Source text
These mandates have raised a host of compliance questions for employers, especially for those that have adopted all-in-one PTO policies to cover all contingencies, including sickness and vacation, and operate in “use it, or lose it” states (such as New York and New Jersey), where year-to-year carryover, and payouts upon separation, of unused PTO are not required. Employers who intend to comply with these new laws by sticking with their more generous PTO programs must nevertheless attend to the carryover (and other) requirements of the new laws. In doing so, this could lead to situations where employees end up carrying larger amounts of accrued PTO, which, in turn, could lead to larger payouts of unused PTO at separation (whether made voluntarily by the employer as matter of policy or otherwise mandated by applicable wage law, such as in California).

PTO policies also are often applicable only to full-time employees. These new laws do not discriminate in this fashion, and part-time and temporary employees are eligible to accrue paid sick leave provided they meet the minimal threshold of 80 annual work hours (i.e., the equivalent of two weeks of full-time work). Consequently, to comply with the new laws, employers who have not previously given any PTO or sick time to part-time or temporary employees are now making them eligible under their current policies or creating separate, narrow sick leave policies for them under the new laws.

In recent years, employers began moving to unified PTO policies to simplify things in the face of ever expanding categories of leave. Given the associated complications under these new laws, many employers who have adopted such a PTO policy may find it easier simply to revert to separate vacation and sick time policies, while others will try as they can to mesh the policy with these new laws.

[Saved data entries]

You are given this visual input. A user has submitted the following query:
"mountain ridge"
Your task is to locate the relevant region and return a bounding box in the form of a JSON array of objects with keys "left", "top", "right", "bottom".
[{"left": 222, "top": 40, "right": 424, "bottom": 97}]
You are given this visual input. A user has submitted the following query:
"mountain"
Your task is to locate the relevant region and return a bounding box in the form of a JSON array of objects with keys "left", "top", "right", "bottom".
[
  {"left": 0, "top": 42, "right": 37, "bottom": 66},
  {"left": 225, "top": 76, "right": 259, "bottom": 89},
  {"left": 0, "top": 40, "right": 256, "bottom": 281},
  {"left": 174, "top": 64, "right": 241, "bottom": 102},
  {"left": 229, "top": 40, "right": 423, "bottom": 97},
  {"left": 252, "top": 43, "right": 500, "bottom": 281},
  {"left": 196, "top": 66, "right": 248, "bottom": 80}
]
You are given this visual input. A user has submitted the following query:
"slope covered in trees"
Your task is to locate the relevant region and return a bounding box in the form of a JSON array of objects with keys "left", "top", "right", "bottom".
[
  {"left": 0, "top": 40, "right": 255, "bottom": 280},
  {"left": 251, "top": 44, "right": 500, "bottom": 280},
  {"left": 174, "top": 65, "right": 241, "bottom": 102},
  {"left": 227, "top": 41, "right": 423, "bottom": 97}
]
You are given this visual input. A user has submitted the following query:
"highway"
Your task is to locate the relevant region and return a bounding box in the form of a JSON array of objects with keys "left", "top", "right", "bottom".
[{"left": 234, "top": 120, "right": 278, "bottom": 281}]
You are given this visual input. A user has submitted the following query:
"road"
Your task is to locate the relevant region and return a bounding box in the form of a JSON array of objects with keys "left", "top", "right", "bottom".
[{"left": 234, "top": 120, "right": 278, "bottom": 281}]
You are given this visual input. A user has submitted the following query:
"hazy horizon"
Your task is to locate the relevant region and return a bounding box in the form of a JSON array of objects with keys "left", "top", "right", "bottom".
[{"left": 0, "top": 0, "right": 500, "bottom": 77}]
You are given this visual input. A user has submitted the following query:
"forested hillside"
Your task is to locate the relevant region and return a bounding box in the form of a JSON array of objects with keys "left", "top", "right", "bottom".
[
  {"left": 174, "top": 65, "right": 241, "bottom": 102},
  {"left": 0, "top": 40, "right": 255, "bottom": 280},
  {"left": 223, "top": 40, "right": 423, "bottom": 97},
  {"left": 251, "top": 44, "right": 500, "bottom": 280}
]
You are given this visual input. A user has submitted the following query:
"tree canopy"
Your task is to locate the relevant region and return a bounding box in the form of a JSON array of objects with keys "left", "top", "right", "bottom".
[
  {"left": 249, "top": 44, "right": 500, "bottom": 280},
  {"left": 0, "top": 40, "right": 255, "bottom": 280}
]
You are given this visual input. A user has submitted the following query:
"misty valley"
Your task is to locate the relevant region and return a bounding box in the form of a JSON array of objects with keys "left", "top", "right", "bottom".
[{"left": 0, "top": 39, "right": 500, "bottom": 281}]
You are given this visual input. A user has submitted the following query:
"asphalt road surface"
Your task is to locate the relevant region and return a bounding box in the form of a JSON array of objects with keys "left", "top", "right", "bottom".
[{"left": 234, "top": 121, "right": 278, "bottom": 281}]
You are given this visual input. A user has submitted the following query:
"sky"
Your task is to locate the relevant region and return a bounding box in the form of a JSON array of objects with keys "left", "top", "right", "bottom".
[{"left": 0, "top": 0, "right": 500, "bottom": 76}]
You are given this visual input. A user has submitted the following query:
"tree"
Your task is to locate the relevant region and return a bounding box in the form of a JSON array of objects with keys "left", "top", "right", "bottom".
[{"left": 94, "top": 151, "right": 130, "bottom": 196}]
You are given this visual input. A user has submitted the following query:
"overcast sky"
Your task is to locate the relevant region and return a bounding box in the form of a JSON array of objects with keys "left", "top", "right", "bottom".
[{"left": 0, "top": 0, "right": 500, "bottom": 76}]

Task instructions
A: According to the passage on sick leave laws, why might employers who keep their more generous PTO programs face larger payouts of unused PTO at separation? Answer in one to three sentences.
B: Summarize the passage on sick leave laws in exactly two sentences.

Solutions in order
A: These employers must still meet the new laws' carryover requirements, so employees may end up carrying larger amounts of accrued PTO. That larger balance could lead to larger payouts of unused PTO at separation. Those payouts may be made voluntarily as a matter of policy or required by wage law, such as in California.

B: The new paid sick leave mandates raise compliance questions for employers with all-in-one PTO policies: carryover requirements could increase accrued balances and payouts, and part-time and temporary employees who meet the 80-hour annual threshold must now be covered. Because of these complications, many employers may find it easier to return to separate vacation and sick time policies, while others will try to mesh their unified PTO policies with the new laws.